*** Opening Text excerpt ***

Univariate logistic regression was used to investigate the effect of demographics, COVID-19 related factors, 5–11-year-old specific factors, and HBM items, on differences in participants' intention to vaccinate their 5–11-year-old children (the dependent variable in the logistic regression). Significant factors from the univariate analyses were included in a multivariable logistic regression to adjust for intervariable effects on parental intention to vaccinate their children. Results from both models were reported as unadjusted and adjusted, respectively, with odds ratio (OR) and 95% confidence intervals (95% CI). All statistical analyses were performed at a significance level of α <0.05 and conducted using SAS statistical software version 9.4 (SAS institute, Cary, NC, USA).
Results
Participant Characteristics
From November 1 to 30, 2,021, 4,135 parents or caregivers from different regions of SA participated in the study. Overall, 81% of the participants were female, 13.4% were non-Saudi residents, and 52.1% were between the age of 31 and 40 years. Most participants reported that they and their 12–18-year-old children received at least two doses of the COVID-19 vaccine. Participant characteristics, SARS-CoV-2 infection, vaccination status for both participants and their 12–18-year-old children, and general health status, existence of any chronic health conditions, and usual receipt of seasonal influenza vaccine for participants' 5–11-year-old children are shown in Tables 1, 2.

*** Closing Text excerpt ***

List every group of factors that the excerpt on parents' intention to vaccinate their children says was examined with univariate logistic regression.

*** Opening Entries shown ***

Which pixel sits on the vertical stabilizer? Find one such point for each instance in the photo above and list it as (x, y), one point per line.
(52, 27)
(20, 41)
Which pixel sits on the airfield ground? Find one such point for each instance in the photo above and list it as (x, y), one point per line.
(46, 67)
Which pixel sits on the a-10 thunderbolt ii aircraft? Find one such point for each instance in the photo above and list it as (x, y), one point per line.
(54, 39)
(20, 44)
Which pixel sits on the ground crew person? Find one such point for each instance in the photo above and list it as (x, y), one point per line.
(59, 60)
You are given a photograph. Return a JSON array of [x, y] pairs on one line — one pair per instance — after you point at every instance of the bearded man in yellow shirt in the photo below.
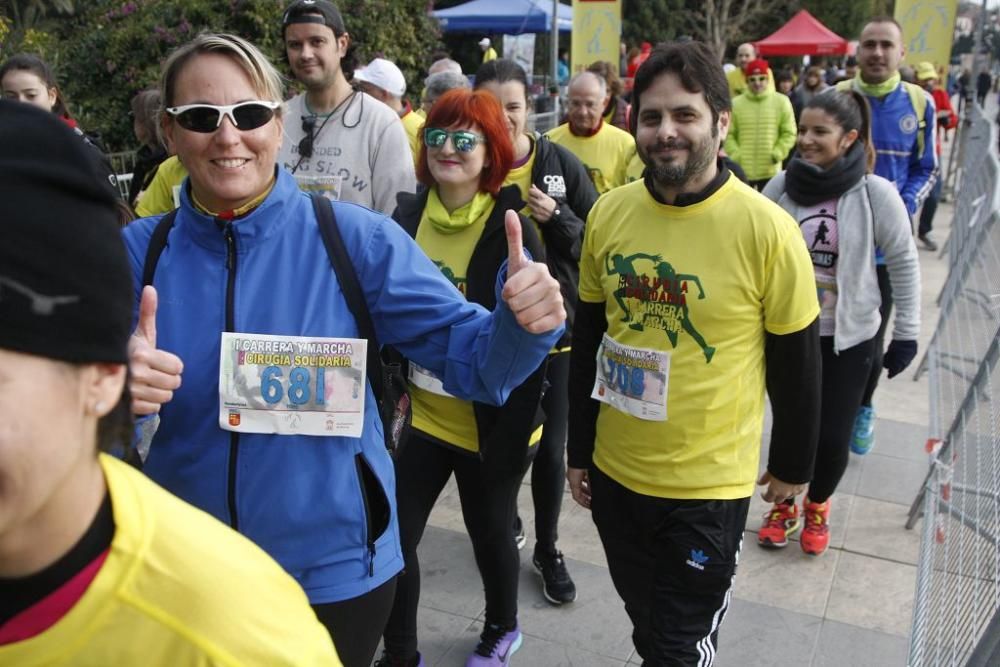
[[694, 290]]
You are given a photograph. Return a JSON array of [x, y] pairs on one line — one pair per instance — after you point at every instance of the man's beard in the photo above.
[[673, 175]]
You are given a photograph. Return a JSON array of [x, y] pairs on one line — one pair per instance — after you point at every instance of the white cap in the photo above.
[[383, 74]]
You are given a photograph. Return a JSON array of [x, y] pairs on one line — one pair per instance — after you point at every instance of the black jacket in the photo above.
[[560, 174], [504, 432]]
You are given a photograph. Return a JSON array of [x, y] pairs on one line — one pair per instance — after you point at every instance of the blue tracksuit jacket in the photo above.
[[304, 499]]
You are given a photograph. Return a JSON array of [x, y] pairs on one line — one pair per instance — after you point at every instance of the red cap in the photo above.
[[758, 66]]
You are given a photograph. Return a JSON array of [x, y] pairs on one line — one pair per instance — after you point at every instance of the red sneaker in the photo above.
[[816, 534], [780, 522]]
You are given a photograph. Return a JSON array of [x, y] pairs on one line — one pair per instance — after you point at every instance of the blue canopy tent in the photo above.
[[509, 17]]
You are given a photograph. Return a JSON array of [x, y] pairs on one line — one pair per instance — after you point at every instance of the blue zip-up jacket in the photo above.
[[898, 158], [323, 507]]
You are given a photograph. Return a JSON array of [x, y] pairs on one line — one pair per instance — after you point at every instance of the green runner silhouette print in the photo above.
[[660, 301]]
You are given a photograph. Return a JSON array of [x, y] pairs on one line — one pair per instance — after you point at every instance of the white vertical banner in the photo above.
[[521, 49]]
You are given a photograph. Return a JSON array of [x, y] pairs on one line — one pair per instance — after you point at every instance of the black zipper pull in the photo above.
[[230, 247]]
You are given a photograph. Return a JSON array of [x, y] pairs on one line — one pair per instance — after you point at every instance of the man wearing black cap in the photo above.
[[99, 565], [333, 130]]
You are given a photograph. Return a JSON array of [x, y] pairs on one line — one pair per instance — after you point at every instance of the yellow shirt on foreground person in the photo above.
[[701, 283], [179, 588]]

*** Closing Entries shown ***
*** Opening Entries shown ***

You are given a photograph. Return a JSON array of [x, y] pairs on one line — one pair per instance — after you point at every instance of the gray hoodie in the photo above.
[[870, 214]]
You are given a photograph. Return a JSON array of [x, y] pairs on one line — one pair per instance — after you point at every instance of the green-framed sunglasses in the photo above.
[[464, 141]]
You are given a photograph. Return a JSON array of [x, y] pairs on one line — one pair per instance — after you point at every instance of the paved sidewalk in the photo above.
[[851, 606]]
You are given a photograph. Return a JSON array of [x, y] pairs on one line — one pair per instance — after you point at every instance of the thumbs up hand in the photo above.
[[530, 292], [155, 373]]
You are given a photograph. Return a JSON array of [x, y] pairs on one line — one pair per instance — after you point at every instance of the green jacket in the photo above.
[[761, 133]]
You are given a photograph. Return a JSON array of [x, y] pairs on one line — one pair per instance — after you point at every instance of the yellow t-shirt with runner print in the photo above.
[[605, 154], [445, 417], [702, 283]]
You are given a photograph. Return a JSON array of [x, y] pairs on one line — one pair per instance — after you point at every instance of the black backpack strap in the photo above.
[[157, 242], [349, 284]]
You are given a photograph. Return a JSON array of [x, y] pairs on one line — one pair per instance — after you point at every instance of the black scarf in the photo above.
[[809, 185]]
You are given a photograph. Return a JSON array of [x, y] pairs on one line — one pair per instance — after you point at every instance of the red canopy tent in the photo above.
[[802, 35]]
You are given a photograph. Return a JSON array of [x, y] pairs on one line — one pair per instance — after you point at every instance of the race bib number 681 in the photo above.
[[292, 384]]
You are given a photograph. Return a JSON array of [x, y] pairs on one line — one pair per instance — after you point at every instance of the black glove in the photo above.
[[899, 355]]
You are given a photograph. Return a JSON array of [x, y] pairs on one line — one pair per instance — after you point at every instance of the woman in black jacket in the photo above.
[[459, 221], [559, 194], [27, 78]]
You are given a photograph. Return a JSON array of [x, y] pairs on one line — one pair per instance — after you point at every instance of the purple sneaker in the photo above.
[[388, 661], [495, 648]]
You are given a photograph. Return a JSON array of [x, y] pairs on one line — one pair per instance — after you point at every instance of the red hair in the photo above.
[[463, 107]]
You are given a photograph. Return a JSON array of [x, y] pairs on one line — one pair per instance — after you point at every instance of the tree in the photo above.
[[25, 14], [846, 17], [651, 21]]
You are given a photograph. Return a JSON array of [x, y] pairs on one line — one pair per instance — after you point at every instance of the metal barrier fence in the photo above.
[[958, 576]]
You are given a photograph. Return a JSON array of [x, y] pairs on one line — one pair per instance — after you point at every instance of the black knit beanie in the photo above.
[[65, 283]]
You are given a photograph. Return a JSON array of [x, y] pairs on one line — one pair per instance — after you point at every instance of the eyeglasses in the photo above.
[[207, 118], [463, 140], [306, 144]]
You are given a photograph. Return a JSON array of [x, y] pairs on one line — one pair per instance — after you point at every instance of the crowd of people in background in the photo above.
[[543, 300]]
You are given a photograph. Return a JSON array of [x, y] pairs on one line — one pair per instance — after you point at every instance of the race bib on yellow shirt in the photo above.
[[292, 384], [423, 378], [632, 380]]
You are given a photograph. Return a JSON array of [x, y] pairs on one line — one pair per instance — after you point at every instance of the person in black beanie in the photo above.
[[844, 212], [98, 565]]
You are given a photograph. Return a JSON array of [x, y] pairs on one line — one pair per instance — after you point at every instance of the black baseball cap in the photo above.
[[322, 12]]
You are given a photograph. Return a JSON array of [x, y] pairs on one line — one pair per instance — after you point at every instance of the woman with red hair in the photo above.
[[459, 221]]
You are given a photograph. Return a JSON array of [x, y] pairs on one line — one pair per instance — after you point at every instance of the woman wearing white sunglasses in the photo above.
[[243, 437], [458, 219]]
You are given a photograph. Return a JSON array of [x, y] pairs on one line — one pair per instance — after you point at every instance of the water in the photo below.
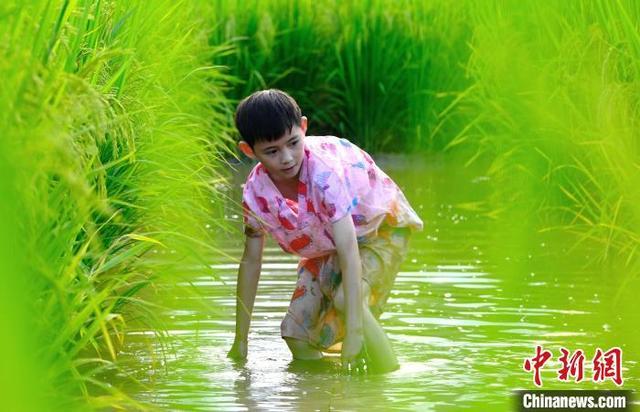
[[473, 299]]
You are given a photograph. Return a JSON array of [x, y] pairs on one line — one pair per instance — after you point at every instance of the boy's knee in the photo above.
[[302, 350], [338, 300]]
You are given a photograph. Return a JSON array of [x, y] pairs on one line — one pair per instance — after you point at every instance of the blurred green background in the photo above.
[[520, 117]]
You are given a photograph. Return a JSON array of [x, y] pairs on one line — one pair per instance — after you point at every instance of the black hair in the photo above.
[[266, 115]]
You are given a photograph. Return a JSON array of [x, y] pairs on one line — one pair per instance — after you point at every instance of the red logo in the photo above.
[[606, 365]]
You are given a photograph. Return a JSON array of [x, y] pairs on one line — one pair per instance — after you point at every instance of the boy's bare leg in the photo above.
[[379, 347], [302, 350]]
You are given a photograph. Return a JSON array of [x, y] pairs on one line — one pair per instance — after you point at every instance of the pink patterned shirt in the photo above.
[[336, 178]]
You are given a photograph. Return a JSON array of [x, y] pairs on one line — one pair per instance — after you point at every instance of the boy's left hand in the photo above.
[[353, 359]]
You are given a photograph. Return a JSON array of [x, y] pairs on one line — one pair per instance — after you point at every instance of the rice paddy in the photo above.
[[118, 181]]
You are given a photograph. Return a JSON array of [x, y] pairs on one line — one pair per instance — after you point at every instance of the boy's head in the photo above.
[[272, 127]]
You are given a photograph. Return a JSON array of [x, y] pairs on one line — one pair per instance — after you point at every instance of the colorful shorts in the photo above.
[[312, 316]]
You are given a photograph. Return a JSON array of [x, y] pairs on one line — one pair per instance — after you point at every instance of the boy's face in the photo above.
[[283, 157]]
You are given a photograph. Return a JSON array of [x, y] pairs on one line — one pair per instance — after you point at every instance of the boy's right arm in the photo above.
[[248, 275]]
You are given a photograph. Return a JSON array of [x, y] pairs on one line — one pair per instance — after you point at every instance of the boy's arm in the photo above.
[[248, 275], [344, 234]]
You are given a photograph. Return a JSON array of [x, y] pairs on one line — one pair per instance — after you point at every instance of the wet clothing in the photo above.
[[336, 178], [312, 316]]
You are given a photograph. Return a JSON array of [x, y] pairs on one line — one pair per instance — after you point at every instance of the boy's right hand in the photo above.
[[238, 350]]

*** Closing Entries shown ***

> _Response box_
Demographics, COVID-19 related factors, 5–11-year-old specific factors, and HBM items.